This article, written following a very enjoyable FLBC evening at Cotswold Woollen Weavers back in September 2021, is a brief look on why you do what you do, looking at the differing reasons small business owners are in business and what motivates them to remain so. Most people in the country work for very large organisations – 1.4 million for the National Health Service – but members of the Fairford & Lechlade Business Club either work for themselves or for very small businesses. The definition of a micro business in the UK is one about which two of the following three facts are correct:
(1) It turns over less than £632,000.
(2) It has less than £314,000 on its balance sheet.
(3) It employs less than ten people.
If your business is in two of those categories, you run a micro business. Most people who run very small businesses are either those who have never worked for a big company but have almost drifted into working for small business or they once worked for big business and got fed up with it and now either don’t work at all or work for very small businesses – or perhaps you had some other reason.
Search of the internet by the Host for the evening, Richard Martin of Cotswold Woollen Weavers turned up several lists of reasons to work for yourself, ranging from 50 to 6 reasons. Those 6 were:
- creating one’s own career opportunity
- demand for what you are selling
- you want to make money
- you hate your day job
- you want to make a difference.
Richard added three more, which generated some laughter:
- you like adventure
- you’re a control freak
- you are unemployable.
The discussion continued with two Award Winners of the 2021 Business Awards (Emma Tuck of Bulldog Websites and Lizzie Skinner of Beanology) explaining why they started their businesses – mainly lifestyle and flexibility. I should add here that “lifestyle” for I think all those present correlated pretty much with flexibility rather than looking for a jet set lifestyle.
I ask rhetorically – not wishing to put cats among pigeons or stir up controversy – do women and men have different reasons for starting a small business? Is flexibility more of a motivator for women – fitting in with children/family life? Or for all is it aspects of one’s current job – commuting, not having to answer to a boss they don’t like (hopefully we all like ourselves), sharing an office with colleagues one doesn’t like. Money – lots of it – was not a motivator for most people, though nobody was in business to make a loss. I add here that the old adage of earning £1 with expenses of 90p equals happiness, earning £1 with expenses of £1.10 ultimately spells unhappiness if not despair.

• INFORMATION GIVEN:
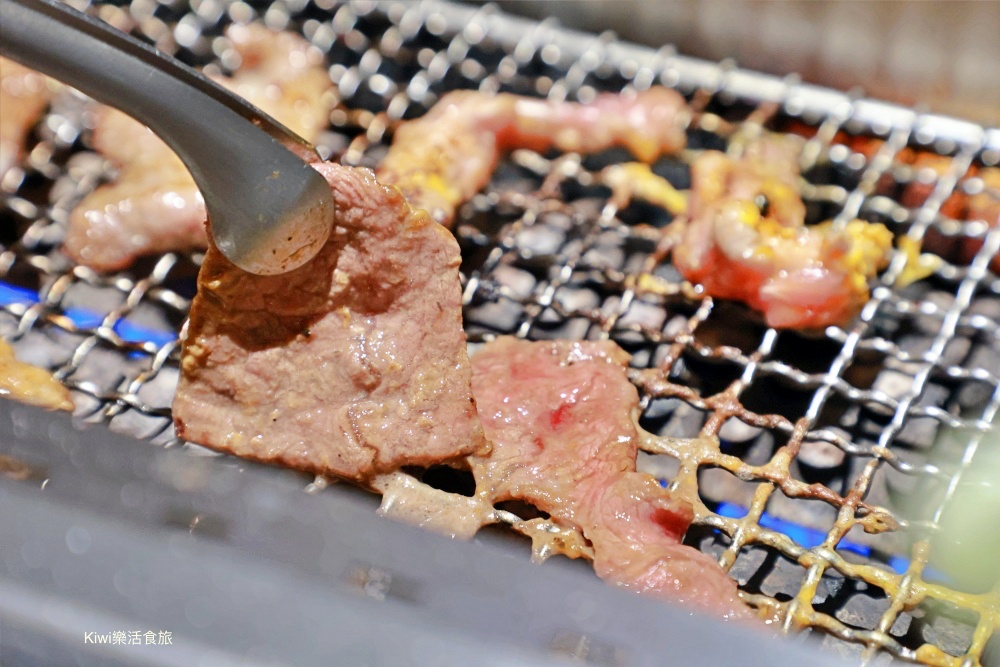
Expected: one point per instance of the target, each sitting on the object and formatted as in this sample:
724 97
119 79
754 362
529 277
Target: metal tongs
270 211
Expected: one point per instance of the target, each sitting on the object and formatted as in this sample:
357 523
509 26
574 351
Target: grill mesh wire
836 432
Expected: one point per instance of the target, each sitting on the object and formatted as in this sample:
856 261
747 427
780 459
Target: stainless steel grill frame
862 418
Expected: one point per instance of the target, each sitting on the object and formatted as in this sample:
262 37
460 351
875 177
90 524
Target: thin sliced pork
745 238
561 416
354 364
444 157
24 94
154 204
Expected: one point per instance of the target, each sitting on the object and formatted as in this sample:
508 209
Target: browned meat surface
154 205
30 384
447 155
562 417
745 238
24 94
354 364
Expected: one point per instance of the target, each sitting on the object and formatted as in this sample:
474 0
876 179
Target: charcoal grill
836 468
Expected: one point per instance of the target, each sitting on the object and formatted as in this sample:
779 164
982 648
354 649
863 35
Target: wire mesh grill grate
807 451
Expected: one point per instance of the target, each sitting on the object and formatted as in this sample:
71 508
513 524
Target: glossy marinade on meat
444 157
24 94
353 365
744 237
153 205
562 419
21 381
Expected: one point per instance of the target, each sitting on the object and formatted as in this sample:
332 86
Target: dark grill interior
839 450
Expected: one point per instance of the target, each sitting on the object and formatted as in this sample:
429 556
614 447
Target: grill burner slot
877 414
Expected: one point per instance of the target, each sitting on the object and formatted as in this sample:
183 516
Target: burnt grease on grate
873 415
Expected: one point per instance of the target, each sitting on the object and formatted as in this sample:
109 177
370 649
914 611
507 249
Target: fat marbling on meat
354 364
24 94
562 419
153 205
444 157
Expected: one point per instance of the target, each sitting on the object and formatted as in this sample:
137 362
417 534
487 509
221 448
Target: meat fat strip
24 94
446 156
154 205
562 419
744 237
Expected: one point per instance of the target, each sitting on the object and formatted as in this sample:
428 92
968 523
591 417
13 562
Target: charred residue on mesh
836 431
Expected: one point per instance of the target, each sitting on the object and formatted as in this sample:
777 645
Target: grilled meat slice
354 364
154 205
744 237
24 94
561 415
444 157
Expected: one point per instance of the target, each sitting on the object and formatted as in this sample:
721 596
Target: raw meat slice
561 416
444 157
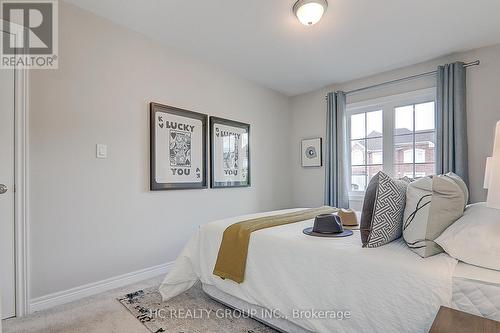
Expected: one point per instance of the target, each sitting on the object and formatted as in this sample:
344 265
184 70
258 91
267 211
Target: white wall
93 219
483 107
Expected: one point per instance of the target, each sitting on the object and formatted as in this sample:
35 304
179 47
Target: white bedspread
386 289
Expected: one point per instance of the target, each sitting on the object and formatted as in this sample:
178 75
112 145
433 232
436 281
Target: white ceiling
262 41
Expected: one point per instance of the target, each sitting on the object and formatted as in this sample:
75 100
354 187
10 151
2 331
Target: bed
476 290
298 278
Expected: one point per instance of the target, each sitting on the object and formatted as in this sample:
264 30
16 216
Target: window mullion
388 139
414 144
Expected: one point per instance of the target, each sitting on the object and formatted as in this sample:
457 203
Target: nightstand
453 321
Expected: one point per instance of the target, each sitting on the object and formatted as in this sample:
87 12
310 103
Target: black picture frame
317 144
236 124
166 109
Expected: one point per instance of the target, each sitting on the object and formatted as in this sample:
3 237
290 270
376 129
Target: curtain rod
408 78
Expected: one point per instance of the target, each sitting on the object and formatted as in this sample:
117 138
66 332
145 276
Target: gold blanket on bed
232 257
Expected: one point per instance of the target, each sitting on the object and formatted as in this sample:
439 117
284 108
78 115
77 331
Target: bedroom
85 226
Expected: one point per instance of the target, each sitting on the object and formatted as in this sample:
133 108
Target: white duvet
385 289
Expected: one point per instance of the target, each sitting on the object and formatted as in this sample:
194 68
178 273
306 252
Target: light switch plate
101 151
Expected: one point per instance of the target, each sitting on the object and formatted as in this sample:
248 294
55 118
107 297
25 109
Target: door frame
21 181
21 190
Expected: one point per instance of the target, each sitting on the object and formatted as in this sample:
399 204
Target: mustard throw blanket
232 257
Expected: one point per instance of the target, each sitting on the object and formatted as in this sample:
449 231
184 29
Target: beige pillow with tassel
432 205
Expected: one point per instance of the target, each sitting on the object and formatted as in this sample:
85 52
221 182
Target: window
366 147
414 140
396 134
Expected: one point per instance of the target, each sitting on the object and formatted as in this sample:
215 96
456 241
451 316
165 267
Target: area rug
191 312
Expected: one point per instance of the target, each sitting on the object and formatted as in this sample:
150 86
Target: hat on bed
348 218
327 225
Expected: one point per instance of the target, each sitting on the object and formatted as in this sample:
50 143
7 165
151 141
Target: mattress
304 279
476 290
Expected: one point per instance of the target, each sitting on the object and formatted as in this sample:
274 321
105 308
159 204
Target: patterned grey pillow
383 209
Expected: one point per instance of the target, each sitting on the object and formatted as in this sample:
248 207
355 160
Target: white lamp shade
494 179
309 12
487 174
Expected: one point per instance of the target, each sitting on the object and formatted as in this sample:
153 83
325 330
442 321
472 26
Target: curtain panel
336 165
451 121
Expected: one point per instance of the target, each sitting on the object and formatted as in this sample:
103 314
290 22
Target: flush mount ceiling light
309 12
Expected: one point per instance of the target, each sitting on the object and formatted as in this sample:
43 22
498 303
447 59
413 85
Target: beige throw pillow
432 205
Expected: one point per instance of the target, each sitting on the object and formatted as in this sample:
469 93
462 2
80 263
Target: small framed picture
312 152
230 153
178 158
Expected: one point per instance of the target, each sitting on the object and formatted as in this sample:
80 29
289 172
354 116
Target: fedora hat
327 225
349 218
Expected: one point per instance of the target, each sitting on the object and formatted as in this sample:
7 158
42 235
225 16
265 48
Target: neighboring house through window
396 134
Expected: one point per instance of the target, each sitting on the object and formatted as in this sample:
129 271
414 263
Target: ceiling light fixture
309 12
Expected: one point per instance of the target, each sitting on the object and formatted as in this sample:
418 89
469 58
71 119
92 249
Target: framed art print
312 152
178 148
230 153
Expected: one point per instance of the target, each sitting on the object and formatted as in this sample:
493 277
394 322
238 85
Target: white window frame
419 151
387 104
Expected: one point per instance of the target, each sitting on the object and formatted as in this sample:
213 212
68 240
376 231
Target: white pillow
475 237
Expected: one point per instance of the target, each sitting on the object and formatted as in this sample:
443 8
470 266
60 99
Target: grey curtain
336 166
451 121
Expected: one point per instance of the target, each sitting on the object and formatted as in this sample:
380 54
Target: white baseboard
73 294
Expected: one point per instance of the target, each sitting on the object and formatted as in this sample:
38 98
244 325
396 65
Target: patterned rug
191 312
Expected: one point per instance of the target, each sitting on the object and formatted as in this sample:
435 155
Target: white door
7 261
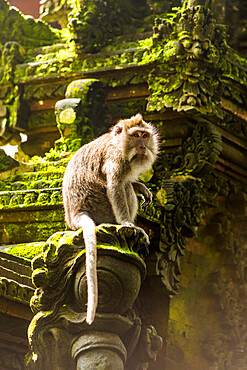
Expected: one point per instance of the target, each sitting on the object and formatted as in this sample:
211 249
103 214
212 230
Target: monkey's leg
141 190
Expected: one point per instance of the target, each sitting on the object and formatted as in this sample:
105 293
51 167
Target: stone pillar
59 336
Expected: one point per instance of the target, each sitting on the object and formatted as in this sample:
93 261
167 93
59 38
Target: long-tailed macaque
100 186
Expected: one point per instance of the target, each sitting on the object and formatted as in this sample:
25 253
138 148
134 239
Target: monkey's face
138 140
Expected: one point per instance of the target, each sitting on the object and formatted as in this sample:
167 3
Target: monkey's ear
117 130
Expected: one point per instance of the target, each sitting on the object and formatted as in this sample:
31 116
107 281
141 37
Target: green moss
27 250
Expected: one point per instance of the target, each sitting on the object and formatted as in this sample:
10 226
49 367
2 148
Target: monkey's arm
141 190
118 199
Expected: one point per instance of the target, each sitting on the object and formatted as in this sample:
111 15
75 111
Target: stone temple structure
180 302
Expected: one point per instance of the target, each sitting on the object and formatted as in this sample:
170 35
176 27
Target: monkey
100 186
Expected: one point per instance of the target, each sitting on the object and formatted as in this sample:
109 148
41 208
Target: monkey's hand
141 190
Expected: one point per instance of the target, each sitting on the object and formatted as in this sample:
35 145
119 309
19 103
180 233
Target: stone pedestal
59 336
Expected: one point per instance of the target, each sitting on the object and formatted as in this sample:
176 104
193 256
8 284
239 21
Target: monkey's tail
89 236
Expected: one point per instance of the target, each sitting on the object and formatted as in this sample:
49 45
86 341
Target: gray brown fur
100 186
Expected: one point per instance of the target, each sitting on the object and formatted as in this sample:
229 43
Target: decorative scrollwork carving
196 156
192 44
183 212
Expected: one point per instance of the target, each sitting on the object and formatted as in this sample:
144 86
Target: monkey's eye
145 135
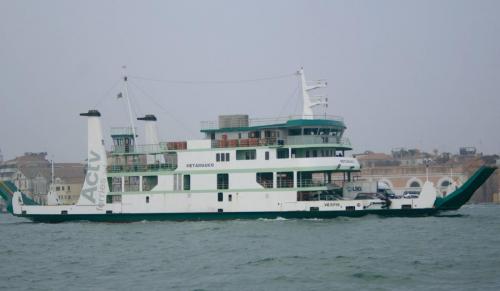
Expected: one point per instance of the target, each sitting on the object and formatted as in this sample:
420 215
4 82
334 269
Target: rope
213 82
102 98
161 107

• YOUR GOAL:
Write the next part of the small-business motivation article, starting right after its final sentence.

• RESULT OF THIS TASK:
Variety – in the people one meets as a small business owner or just working for yourself on a self-employed or freelance basis – was seen as a positive.
Being a control freak – several business owners look on their business as an extension of themselves and most do not see it as negative. The business owner knows the answer, can make the decision and cares about their customers and their business – an employee does not.
Other positives, which link to the lists of reasons above, are that customers may become friends, being able to make a difference to the people you deal with, i.e. your customers, and doing something you enjoy. Being able to do what they do better rather than bigger was a strong motivator for nearly all of those present.
I am ending this brief article – hopefully some of you have read this far – with a request. Fairford & Lechlade Business Club is interested in its members and would like more people to join and to contribute to the Newsletter. Having looked at why people are in business, it would be a good follow-on to know why you are a member of FLBC and also more people to say why they are in business. Perhaps a future article could be on the drawbacks of running a small business/being self-employed. Please email firstname.lastname@example.org to contribute.
A fuller version of this article is available on request to email@example.com.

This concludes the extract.